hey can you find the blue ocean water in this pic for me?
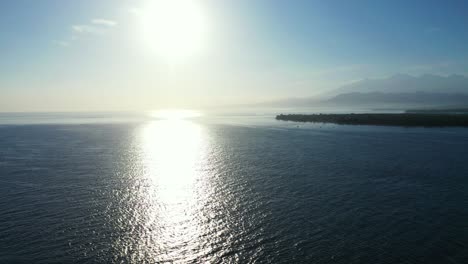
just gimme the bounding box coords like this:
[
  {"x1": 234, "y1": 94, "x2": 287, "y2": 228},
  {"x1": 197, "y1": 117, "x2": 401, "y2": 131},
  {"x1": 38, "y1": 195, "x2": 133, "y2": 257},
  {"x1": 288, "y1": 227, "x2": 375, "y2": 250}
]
[{"x1": 0, "y1": 113, "x2": 467, "y2": 263}]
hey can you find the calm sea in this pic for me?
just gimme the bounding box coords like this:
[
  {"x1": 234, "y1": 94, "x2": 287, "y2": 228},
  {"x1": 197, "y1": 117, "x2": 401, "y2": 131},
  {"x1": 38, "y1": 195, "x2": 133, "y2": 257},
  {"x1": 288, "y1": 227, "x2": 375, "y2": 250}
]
[{"x1": 0, "y1": 112, "x2": 467, "y2": 263}]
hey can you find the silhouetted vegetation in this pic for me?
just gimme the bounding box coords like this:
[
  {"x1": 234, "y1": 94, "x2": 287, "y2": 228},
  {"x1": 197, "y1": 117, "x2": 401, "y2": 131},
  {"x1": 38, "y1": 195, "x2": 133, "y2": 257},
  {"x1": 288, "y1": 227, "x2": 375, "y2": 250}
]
[{"x1": 276, "y1": 113, "x2": 468, "y2": 127}]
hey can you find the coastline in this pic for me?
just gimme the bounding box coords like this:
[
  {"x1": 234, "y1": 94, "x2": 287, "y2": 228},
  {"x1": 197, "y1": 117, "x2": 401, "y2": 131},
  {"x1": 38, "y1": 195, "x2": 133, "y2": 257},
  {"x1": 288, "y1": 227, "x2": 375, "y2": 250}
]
[{"x1": 276, "y1": 113, "x2": 468, "y2": 127}]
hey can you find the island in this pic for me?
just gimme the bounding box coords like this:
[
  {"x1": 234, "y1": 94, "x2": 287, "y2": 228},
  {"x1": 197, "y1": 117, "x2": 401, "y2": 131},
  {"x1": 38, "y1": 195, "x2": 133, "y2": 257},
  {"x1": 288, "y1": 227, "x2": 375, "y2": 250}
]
[{"x1": 276, "y1": 113, "x2": 468, "y2": 127}]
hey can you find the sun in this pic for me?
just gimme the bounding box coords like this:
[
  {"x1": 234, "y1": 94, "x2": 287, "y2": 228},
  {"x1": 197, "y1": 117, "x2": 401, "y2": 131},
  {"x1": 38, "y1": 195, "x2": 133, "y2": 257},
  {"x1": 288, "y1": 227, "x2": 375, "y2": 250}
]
[{"x1": 139, "y1": 0, "x2": 208, "y2": 62}]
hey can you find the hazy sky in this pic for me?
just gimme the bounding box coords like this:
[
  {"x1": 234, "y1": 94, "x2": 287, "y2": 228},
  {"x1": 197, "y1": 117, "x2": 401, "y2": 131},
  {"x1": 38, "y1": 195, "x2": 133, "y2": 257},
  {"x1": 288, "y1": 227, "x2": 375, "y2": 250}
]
[{"x1": 1, "y1": 0, "x2": 468, "y2": 111}]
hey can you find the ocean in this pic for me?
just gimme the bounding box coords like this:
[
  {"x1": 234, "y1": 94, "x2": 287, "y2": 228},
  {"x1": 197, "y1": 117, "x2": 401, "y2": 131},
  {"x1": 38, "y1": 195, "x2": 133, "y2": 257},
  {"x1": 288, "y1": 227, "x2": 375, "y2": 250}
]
[{"x1": 0, "y1": 112, "x2": 467, "y2": 263}]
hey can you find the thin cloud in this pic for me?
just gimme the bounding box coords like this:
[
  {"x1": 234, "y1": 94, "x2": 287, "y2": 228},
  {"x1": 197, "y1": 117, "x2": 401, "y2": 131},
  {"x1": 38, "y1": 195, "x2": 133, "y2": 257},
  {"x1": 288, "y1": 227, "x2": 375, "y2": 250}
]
[
  {"x1": 54, "y1": 18, "x2": 118, "y2": 47},
  {"x1": 72, "y1": 24, "x2": 103, "y2": 34},
  {"x1": 128, "y1": 8, "x2": 141, "y2": 15},
  {"x1": 53, "y1": 40, "x2": 70, "y2": 47},
  {"x1": 91, "y1": 19, "x2": 117, "y2": 27}
]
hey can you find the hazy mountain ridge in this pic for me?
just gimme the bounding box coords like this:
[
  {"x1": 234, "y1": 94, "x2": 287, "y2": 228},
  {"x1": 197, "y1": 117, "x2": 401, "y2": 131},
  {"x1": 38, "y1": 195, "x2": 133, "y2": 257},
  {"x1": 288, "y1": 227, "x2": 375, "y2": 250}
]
[
  {"x1": 335, "y1": 73, "x2": 468, "y2": 94},
  {"x1": 327, "y1": 91, "x2": 468, "y2": 107},
  {"x1": 264, "y1": 74, "x2": 468, "y2": 108}
]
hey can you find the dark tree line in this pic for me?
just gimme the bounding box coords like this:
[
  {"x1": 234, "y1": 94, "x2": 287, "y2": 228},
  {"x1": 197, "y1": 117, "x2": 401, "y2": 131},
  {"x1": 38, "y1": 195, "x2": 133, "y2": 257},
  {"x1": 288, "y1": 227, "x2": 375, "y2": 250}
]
[{"x1": 276, "y1": 113, "x2": 468, "y2": 127}]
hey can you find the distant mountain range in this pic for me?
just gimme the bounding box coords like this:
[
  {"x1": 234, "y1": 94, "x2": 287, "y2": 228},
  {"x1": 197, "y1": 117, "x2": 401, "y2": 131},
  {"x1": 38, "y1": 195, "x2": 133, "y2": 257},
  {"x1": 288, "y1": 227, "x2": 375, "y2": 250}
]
[
  {"x1": 327, "y1": 92, "x2": 468, "y2": 107},
  {"x1": 335, "y1": 73, "x2": 468, "y2": 94},
  {"x1": 265, "y1": 74, "x2": 468, "y2": 108}
]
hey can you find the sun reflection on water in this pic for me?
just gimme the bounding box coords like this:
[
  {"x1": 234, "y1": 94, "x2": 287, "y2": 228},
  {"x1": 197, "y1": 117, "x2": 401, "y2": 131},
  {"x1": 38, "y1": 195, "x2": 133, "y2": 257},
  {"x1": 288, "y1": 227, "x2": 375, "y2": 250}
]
[
  {"x1": 142, "y1": 119, "x2": 205, "y2": 201},
  {"x1": 135, "y1": 118, "x2": 211, "y2": 261}
]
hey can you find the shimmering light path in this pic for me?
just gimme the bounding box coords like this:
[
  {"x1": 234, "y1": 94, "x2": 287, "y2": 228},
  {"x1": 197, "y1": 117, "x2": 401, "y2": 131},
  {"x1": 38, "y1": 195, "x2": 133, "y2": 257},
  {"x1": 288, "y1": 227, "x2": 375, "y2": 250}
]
[{"x1": 0, "y1": 116, "x2": 467, "y2": 263}]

* [What you need to do] Take every line in the preceding listing that contains "ocean" and copy it.

* [Exercise result]
hey can you find the blue ocean water in this pic for me?
hey can you find the ocean in this pic for me?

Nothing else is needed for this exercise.